DATA –
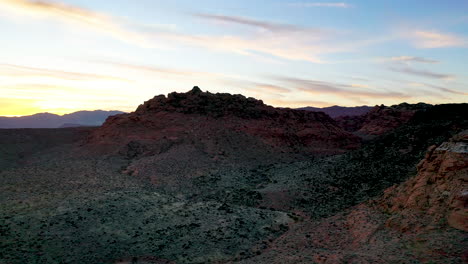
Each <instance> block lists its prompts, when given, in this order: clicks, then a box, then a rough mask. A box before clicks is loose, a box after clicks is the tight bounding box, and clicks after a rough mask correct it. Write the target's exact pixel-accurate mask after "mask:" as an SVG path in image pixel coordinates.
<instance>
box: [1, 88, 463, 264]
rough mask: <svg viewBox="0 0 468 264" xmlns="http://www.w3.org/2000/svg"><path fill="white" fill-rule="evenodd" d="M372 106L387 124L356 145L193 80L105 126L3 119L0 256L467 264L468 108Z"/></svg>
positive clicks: (322, 115) (75, 262)
mask: <svg viewBox="0 0 468 264" xmlns="http://www.w3.org/2000/svg"><path fill="white" fill-rule="evenodd" d="M398 111H400V112H401V113H400V112H398ZM402 111H411V116H409V114H407V113H409V112H402ZM393 112H398V113H393ZM379 115H382V117H379ZM372 116H373V117H372V118H374V119H379V118H380V119H382V120H389V122H388V124H387V123H383V124H384V125H385V126H386V127H391V129H387V130H386V131H385V132H382V134H379V133H377V134H376V135H374V136H373V138H372V139H369V140H365V141H361V139H360V138H359V137H358V136H356V135H354V134H352V133H350V132H346V131H344V130H343V129H341V128H340V127H339V126H338V123H337V122H336V121H335V120H333V119H332V118H330V117H329V116H328V115H326V114H325V113H319V112H309V111H301V110H291V109H277V108H274V107H271V106H267V105H265V104H263V103H262V102H261V101H260V100H256V99H253V98H245V97H243V96H241V95H230V94H212V93H208V92H202V91H201V90H200V89H198V88H194V89H193V90H191V91H189V92H187V93H171V94H169V95H168V96H157V97H155V98H153V99H151V100H149V101H147V102H145V103H144V104H142V105H141V106H139V107H138V109H137V110H136V111H135V112H133V113H128V114H119V115H115V116H112V117H109V118H108V119H107V120H106V122H105V123H104V124H103V125H102V126H101V127H86V128H83V127H78V128H63V129H6V130H0V143H1V148H0V193H1V194H2V195H0V203H1V204H2V206H1V207H0V237H1V239H0V262H2V263H3V262H4V263H12V264H16V263H21V264H22V263H431V262H432V263H463V262H464V261H465V262H466V251H464V250H465V248H466V230H465V229H464V228H465V226H464V223H465V222H466V221H464V220H465V218H466V212H465V211H466V210H465V203H466V201H465V198H466V197H465V191H464V189H465V181H466V179H465V178H466V157H467V153H466V150H465V149H466V132H464V133H461V132H463V131H466V130H467V129H468V104H447V105H436V106H424V107H420V106H418V105H400V106H392V109H390V110H386V109H380V110H376V111H375V112H374V113H373V114H372ZM398 118H402V119H403V120H404V122H400V123H398V125H393V124H394V123H395V122H397V120H398ZM373 125H377V122H374V123H373ZM372 131H374V130H372ZM354 133H356V132H354ZM460 133H461V134H460ZM457 135H458V136H457ZM451 138H452V140H450V139H451ZM444 142H445V143H444ZM431 146H433V147H431ZM434 146H436V147H434ZM428 148H429V152H427V150H428ZM426 152H427V154H426ZM421 160H423V162H421ZM418 164H420V165H418Z"/></svg>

JOB – Arrange the listing above as a JSON list of strings, starting at its beginning and ending at the line that contains "positive clicks: (322, 115) (75, 262)", with one string per line and no blank lines. Leave out the pictures.

ANSWER TO THIS PROBLEM –
[
  "Each <instance> block lists its prompts, when given, in this order: clicks, then a box, then a rough mask. A box before clicks is loose, a box after clicks is the tight bounding box, and clicks after a rough mask correct it. Write the target's exact pixel-accurate mask after \"mask:\" as an SVG path in image pixel coordinates.",
  "<instance>",
  "box: [1, 88, 463, 264]",
  "rough mask: <svg viewBox=\"0 0 468 264\" xmlns=\"http://www.w3.org/2000/svg\"><path fill=\"white\" fill-rule=\"evenodd\" d=\"M372 106L387 124L356 145L193 80L105 126L3 119L0 256L467 264L468 108Z\"/></svg>",
  "positive clicks: (322, 115) (75, 262)"
]